» **EXERCISE DIRECTIONS**: Rewrite each of the rows below, replacing every instance of "point me to its location" with "show me where it is" and leaving all other text unchanged.

» **RAW RECORDS**:
--- START ---

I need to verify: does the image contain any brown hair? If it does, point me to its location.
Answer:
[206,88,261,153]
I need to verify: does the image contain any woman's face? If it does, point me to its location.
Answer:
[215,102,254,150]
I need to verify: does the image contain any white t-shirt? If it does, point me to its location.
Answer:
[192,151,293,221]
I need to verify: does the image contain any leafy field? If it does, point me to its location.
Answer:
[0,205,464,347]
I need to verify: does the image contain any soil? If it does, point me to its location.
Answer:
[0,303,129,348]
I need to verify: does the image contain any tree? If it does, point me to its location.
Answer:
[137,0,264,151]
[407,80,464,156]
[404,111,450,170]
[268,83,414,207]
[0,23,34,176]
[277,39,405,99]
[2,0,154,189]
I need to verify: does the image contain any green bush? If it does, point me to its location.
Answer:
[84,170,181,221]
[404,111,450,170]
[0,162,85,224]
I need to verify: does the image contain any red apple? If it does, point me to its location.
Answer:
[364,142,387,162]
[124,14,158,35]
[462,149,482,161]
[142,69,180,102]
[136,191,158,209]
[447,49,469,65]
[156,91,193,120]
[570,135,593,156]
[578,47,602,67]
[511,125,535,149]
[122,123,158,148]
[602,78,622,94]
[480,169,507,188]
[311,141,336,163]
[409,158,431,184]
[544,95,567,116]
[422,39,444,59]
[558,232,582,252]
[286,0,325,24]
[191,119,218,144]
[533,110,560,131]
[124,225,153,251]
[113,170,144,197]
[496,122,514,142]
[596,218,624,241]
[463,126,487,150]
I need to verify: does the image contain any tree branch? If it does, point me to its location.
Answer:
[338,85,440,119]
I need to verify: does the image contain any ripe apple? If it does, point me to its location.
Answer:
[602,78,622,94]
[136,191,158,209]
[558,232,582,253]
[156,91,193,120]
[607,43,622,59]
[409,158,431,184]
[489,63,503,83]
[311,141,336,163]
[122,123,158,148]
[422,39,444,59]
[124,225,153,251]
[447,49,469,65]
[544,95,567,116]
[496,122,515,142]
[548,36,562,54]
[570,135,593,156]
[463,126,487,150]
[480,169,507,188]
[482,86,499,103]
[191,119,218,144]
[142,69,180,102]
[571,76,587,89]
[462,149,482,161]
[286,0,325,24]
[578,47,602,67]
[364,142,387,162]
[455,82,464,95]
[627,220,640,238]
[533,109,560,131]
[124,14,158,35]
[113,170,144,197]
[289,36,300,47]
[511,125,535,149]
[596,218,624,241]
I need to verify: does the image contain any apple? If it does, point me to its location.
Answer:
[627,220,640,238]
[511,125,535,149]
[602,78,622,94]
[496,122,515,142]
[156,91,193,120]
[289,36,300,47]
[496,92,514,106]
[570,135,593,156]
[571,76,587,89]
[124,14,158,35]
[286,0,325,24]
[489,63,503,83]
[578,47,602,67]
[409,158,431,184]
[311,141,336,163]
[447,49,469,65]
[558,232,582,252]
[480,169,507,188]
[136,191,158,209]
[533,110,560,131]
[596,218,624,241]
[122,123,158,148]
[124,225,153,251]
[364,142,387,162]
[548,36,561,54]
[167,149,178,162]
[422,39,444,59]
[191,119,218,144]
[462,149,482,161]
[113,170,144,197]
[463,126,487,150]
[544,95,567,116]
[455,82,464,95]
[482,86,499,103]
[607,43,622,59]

--- END ---

» **COMPLETE OUTPUT**:
I need to verify: does the image contain any brown hair? If it does, show me where it is.
Answer:
[206,88,261,153]
I need to verify: does the image contain any woman's face? If it does, show me where it is.
Answer:
[215,102,254,150]
I need to verify: does the image contain any white t-shirt? If it does, show me where it is.
Answer:
[192,151,293,221]
I need to verify: does the image contain any leafy field? If it does, show me where it is.
Answer:
[0,205,464,347]
I need to verify: does the image contain any soil? If it does, show me where it is.
Answer:
[0,303,129,348]
I need to verify: does the image contain any tree? If it does, show me where it is.
Answer:
[137,0,264,151]
[407,80,464,156]
[404,111,450,170]
[268,83,414,207]
[0,23,34,176]
[277,39,405,99]
[2,0,154,189]
I need to verify: does the image contain any green bush? If it does, show me where it is.
Answer:
[84,170,181,221]
[404,111,450,170]
[0,162,85,224]
I need to verify: does the image contain any red apple? If it does, show me where it is.
Answer:
[364,142,387,162]
[124,14,158,35]
[462,149,482,161]
[142,69,180,102]
[136,191,158,209]
[447,49,469,65]
[156,91,193,120]
[570,135,593,156]
[578,47,602,67]
[511,125,535,149]
[122,123,158,148]
[602,78,622,94]
[480,169,507,188]
[311,141,336,163]
[409,158,431,184]
[544,95,567,116]
[422,39,444,59]
[558,232,582,252]
[286,0,325,24]
[191,119,218,144]
[533,110,560,131]
[124,225,153,251]
[113,170,144,197]
[496,122,514,142]
[596,218,624,241]
[463,126,487,150]
I need to verify: does the image contain any tree branch? If it does, show me where it is.
Answer:
[338,85,440,119]
I need to verify: does the image contain any ripe apple? If it does, show me where it is.
Answer:
[602,78,622,94]
[136,191,158,209]
[558,232,582,253]
[156,91,193,120]
[607,43,622,59]
[409,158,431,184]
[489,63,503,83]
[311,141,336,163]
[122,123,158,148]
[422,39,444,59]
[124,225,153,251]
[447,49,469,65]
[544,95,567,116]
[496,122,515,142]
[548,36,562,54]
[570,135,593,156]
[463,126,487,150]
[480,169,507,188]
[482,86,499,103]
[191,119,218,144]
[142,69,180,102]
[571,76,587,89]
[462,149,482,161]
[286,0,325,24]
[578,47,602,67]
[364,142,387,162]
[455,82,464,95]
[627,220,640,238]
[533,109,560,131]
[124,14,158,35]
[113,170,144,197]
[289,36,300,47]
[511,125,535,149]
[596,218,624,241]
I need to verify: does the image contain any apple? If it does, show me where it is.
Answer:
[627,220,640,238]
[511,125,535,149]
[602,78,622,94]
[496,122,515,142]
[156,91,193,120]
[289,36,300,47]
[496,92,514,106]
[570,135,593,156]
[571,76,587,89]
[124,14,158,35]
[286,0,325,24]
[489,63,503,83]
[578,47,602,67]
[409,158,431,184]
[311,141,336,163]
[447,49,469,65]
[558,232,582,252]
[480,169,507,188]
[136,191,158,209]
[533,110,560,131]
[596,218,624,241]
[122,123,158,148]
[124,225,153,251]
[364,142,387,162]
[548,36,561,54]
[167,149,178,162]
[422,39,444,59]
[191,119,218,144]
[462,149,482,161]
[113,170,144,197]
[463,126,487,150]
[544,95,567,116]
[455,82,464,95]
[482,86,499,103]
[607,43,622,59]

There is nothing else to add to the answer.